Fino ad oggi i marxisti hanno a ragione sempre interpretato le evidenti sinergie, ma anche le contraddizioni periodiche, tra capitalismo e pensiero liberale come manifestazioni di un unitario ed inscindibile assetto strutturale del dominio alto-borghese, di conseguenza non hanno mai preso in considerazione l’idea che i due aspetti ideologici del dominio di classe potessero essere disgiunti e separati, anche solo in parte, in quanto di fatto indipendenti.
La non disgiunzione teorica tra pensiero liberale e capitalismo tout court ha purtroppo favorito l’avanzata del capitalismo.
Dividi et impera sostenevano gli antichi romani, ma i regimi comunisti del passato non hanno saputo cogliere la differenza, non sono riusciti per tempo ad incunearsi in questa debolezza per scardinare i sistemi capitalistici loro ostili, non hanno saputo raccordare ed armonizzare il socialismo e la libertà.
In realtà non hanno potuto per motivi vari, tra i quali lo sbilanciamento dell’economia collettivizzata verso una produzione quasi tutta orientata verso l’industria pesante e poco incline all’industria leggera, argomento questo che meriterebbe un approfondimento a parte.
In ogni caso, oggi paghiamo le conseguenze di quella mancata comprensione. Tardive e deboli sono state le recenti aperture del comunismo libertario internazionale, così come vane furono le ultime teorizzazioni del comunismo europeo già preda dei traditori riformisti interni, così che lo slogan “tutte le libertà meno una” (meno quella della libertà economica privata tesa allo sfruttamento) è rimasto lettera morta.

→ **Compiti**:
A) Copia dall'estratto il passo che comincia con "In realtà non" e prosegue fino a "approfondimento a parte.".
B) Nell'estratto sul capitalismo e il pensiero liberale, quale slogan è rimasto lettera morta?

→ **Dati di origine**:
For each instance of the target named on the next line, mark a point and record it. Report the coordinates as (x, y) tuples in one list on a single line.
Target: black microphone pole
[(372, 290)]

→ **Risultati per compito**:
A)
In realtà non hanno potuto per motivi vari, tra i quali lo sbilanciamento dell’economia collettivizzata verso una produzione quasi tutta orientata verso l’industria pesante e poco incline all’industria leggera, argomento questo che meriterebbe un approfondimento a parte.

B) Lo slogan “tutte le libertà meno una”.